## Required task:
Rewrite the lines starting with the line that contains "Annotation spec v2.4 — Object: tire." and going on through the line that contains "xmin=294 ymin=169 xmax=719 ymax=442", putting "snug boxes" in place of "tight rectangles" and leaving everything else unchanged.

## Working data:

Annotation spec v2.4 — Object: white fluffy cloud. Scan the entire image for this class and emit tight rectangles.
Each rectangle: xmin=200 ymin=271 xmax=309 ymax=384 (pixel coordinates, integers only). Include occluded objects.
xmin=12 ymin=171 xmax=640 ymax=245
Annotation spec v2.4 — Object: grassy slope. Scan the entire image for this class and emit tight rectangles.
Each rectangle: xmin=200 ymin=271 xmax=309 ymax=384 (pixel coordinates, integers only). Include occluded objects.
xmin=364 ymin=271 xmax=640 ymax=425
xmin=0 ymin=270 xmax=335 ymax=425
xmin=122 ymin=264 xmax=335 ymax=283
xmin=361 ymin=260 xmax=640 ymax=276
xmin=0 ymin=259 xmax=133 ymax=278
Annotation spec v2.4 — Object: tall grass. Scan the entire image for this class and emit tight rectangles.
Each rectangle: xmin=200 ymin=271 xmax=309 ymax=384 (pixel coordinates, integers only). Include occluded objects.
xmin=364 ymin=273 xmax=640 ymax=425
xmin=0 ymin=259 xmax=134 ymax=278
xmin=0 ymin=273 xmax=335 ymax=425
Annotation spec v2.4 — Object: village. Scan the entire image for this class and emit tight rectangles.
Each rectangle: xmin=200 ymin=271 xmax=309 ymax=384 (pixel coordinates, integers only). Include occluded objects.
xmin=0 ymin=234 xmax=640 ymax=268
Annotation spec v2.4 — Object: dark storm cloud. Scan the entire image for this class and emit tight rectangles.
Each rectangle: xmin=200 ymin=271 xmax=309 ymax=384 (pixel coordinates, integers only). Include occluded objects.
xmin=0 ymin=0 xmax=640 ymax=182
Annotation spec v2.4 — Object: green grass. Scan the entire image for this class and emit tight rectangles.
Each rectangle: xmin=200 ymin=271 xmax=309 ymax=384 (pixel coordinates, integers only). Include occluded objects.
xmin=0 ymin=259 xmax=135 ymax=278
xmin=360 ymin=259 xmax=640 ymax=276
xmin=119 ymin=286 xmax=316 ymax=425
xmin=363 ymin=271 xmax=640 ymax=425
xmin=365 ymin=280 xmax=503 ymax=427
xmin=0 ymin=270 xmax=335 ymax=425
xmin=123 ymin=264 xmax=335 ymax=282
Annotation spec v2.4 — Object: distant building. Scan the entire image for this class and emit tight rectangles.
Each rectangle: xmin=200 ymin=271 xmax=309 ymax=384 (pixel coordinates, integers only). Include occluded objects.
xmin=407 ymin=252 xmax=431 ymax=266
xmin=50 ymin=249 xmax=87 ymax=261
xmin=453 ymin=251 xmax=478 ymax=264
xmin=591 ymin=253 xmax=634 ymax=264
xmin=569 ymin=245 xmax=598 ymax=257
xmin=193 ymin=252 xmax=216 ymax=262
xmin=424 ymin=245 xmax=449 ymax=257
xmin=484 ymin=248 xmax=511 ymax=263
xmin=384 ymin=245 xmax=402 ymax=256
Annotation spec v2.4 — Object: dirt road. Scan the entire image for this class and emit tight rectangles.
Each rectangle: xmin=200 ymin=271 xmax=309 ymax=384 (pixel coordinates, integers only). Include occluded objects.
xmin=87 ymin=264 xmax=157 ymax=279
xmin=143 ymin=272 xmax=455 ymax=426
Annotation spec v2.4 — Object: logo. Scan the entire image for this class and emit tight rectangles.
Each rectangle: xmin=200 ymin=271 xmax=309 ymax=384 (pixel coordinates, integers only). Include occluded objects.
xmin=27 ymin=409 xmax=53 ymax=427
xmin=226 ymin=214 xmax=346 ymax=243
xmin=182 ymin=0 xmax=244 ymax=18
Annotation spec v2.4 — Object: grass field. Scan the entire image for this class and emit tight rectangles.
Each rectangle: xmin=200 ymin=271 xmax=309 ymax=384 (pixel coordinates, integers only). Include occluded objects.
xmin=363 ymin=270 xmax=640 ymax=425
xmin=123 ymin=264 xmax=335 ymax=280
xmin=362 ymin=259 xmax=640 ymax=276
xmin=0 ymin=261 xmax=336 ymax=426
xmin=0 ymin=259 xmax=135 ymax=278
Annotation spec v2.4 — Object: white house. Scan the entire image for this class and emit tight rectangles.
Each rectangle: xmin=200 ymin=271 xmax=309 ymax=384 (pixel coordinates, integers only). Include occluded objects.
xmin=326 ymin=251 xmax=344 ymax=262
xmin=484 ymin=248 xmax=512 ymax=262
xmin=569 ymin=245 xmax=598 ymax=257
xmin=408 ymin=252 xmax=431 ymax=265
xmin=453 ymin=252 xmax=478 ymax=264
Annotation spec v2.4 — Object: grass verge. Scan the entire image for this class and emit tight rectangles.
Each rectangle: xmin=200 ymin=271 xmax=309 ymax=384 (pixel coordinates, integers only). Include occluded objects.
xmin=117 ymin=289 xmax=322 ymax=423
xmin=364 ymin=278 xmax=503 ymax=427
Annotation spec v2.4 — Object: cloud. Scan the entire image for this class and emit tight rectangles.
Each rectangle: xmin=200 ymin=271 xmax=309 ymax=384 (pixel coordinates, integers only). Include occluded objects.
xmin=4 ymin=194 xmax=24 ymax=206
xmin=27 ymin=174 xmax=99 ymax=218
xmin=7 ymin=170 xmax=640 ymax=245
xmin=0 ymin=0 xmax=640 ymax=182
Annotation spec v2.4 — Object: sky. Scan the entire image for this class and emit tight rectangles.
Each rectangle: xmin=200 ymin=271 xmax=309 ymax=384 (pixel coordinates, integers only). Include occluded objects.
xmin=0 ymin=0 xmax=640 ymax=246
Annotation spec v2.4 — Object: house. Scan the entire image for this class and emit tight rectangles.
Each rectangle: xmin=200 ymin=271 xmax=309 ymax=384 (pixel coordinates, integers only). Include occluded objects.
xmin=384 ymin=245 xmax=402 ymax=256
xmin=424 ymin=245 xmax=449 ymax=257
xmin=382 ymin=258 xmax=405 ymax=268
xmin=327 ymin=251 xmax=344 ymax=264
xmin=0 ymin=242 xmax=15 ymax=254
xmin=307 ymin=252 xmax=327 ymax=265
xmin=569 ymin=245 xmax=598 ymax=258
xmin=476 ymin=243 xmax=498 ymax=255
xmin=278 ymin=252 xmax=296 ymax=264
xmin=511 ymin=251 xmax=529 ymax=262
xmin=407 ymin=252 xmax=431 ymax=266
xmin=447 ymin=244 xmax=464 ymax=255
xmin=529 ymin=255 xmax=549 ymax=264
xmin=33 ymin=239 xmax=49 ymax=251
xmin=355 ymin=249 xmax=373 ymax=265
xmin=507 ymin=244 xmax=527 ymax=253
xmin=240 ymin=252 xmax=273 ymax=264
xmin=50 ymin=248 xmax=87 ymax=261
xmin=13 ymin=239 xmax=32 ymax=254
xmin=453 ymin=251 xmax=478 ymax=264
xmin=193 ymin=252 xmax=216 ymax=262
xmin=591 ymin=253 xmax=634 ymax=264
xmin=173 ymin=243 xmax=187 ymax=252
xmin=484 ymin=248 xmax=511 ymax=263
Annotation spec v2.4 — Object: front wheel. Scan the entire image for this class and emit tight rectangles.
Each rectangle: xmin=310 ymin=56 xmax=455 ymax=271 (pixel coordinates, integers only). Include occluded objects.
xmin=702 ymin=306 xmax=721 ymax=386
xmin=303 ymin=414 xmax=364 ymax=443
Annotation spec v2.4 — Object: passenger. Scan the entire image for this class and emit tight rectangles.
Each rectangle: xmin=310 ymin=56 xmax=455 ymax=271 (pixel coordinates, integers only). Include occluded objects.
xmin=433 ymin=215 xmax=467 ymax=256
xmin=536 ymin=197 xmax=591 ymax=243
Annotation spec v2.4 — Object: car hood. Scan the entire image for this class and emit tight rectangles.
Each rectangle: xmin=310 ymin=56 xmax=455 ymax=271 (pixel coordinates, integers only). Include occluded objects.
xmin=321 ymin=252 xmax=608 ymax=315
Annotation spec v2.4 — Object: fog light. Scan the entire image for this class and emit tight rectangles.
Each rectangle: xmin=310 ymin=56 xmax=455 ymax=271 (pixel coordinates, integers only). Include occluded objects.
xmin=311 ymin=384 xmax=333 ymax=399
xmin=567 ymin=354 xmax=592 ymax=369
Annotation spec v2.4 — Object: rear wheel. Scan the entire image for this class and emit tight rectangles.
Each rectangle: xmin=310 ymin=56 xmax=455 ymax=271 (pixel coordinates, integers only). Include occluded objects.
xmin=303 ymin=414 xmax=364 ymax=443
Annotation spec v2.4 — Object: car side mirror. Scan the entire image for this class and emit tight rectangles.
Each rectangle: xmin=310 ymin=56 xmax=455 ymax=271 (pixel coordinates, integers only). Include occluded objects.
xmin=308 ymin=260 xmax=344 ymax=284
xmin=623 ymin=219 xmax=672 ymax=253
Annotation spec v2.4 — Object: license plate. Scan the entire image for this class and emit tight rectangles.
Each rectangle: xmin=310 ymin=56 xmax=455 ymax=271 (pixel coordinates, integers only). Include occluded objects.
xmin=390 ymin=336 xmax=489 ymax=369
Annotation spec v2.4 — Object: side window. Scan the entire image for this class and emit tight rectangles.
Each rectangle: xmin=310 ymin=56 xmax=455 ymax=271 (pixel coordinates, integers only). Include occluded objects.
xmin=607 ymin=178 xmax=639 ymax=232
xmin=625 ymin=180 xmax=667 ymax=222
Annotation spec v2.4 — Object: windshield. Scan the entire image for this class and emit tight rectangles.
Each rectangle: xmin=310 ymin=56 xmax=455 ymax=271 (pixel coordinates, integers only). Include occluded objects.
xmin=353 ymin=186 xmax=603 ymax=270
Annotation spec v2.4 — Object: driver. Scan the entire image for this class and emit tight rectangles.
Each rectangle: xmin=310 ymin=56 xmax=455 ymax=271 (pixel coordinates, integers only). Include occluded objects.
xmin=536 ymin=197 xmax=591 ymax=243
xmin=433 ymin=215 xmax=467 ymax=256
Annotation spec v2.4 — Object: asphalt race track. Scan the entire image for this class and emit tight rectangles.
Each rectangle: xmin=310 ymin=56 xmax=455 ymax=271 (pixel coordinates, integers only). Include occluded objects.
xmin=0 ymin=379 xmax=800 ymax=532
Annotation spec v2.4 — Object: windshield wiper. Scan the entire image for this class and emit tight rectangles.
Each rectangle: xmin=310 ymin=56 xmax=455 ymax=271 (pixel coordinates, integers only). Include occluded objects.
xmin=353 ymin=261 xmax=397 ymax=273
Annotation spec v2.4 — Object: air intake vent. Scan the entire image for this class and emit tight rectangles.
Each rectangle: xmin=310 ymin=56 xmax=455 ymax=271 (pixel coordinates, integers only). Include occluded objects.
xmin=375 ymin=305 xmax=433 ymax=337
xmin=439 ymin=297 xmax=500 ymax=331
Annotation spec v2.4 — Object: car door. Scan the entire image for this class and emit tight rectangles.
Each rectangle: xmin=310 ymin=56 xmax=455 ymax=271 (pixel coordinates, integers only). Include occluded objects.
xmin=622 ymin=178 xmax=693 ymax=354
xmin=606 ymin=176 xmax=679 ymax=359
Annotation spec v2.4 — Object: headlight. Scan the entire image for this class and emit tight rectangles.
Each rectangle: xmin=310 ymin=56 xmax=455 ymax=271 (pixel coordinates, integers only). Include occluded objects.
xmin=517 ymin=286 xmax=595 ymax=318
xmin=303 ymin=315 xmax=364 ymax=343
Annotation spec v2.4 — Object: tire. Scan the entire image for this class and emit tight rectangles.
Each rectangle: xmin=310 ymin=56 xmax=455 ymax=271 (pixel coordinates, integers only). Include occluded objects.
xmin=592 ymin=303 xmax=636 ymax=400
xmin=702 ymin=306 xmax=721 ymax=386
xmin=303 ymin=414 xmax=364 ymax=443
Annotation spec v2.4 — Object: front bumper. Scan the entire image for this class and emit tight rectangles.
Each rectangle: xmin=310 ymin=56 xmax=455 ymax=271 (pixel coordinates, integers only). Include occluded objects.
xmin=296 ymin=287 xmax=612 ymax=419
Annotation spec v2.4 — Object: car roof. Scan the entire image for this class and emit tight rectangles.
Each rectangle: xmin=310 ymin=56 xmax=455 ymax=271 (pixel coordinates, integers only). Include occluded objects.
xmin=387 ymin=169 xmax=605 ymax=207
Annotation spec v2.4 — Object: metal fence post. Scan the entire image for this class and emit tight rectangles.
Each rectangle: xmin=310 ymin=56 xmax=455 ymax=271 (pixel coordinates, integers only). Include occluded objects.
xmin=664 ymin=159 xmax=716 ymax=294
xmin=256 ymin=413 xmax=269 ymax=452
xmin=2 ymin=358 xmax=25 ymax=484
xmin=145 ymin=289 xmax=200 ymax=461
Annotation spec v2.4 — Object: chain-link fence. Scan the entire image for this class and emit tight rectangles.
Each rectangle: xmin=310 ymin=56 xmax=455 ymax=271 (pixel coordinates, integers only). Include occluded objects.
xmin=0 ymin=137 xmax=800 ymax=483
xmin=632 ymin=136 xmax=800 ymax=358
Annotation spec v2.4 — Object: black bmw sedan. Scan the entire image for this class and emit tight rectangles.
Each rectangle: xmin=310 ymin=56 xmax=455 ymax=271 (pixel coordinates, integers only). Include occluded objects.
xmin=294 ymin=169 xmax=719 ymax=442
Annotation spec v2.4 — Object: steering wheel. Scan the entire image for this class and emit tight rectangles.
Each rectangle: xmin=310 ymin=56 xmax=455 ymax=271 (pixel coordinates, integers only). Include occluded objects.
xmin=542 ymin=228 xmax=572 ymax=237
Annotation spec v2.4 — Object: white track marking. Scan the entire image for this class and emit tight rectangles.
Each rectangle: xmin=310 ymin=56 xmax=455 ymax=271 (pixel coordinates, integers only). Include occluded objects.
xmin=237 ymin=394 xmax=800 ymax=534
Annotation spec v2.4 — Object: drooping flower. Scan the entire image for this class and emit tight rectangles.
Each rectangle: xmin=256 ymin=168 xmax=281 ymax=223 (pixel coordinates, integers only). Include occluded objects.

## Answer to the problem:
Annotation spec v2.4 — Object: tire. Scan the entire image for this class and emit snug boxes.
Each rectangle: xmin=310 ymin=56 xmax=455 ymax=271 (pixel coordinates, integers only). Include occluded objects.
xmin=592 ymin=303 xmax=636 ymax=400
xmin=702 ymin=306 xmax=721 ymax=386
xmin=303 ymin=414 xmax=364 ymax=443
Annotation spec v2.4 — Object: front bumper. Scan the entire image for this class and emit snug boxes.
Each rectangle: xmin=310 ymin=56 xmax=455 ymax=271 (pixel coordinates, integers only). Include occluded objects.
xmin=296 ymin=287 xmax=612 ymax=419
Annotation spec v2.4 — Object: car roof. Scan the entire image for this class and emit snug boxes.
Each rectangle: xmin=310 ymin=56 xmax=455 ymax=271 (pixel coordinates, integers only). Include occluded objects.
xmin=387 ymin=169 xmax=605 ymax=207
Annotation spec v2.4 — Object: metal fence post. Scan the entire image for this class and emit snug boxes.
Each rectangle: xmin=310 ymin=56 xmax=455 ymax=271 (pixel coordinates, integers only). Include occluded objects.
xmin=664 ymin=159 xmax=716 ymax=294
xmin=256 ymin=413 xmax=269 ymax=452
xmin=2 ymin=358 xmax=25 ymax=484
xmin=145 ymin=289 xmax=200 ymax=461
Annotation spec v2.4 — Object: chain-link fence. Scan the entire image for this class and emit snug boxes.
Each rectangle: xmin=310 ymin=56 xmax=455 ymax=271 (pixel coordinates, integers only). Include occluded objects.
xmin=0 ymin=137 xmax=800 ymax=483
xmin=632 ymin=136 xmax=800 ymax=358
Annotation spec v2.4 — Object: black bmw sedan. Scan the entire image for this class and emit snug boxes.
Each rectangle: xmin=310 ymin=56 xmax=455 ymax=271 (pixel coordinates, integers only). Include occluded objects.
xmin=294 ymin=169 xmax=719 ymax=442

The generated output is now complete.